→ Stored data entries:
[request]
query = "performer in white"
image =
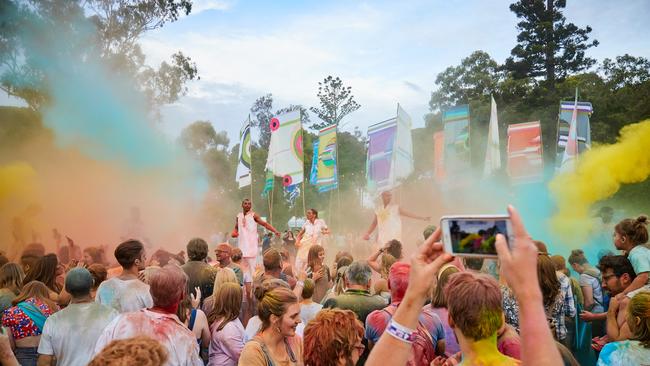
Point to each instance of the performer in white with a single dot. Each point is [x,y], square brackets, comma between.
[312,233]
[246,233]
[388,220]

→ What you should do:
Transcribe the whole listing, character for character, but not its images.

→ The answer:
[request]
query = "performer in white"
image =
Point to each instance of the performer in white with a single dot. Each point is [x,y], square brackets, comma between.
[312,233]
[246,233]
[388,220]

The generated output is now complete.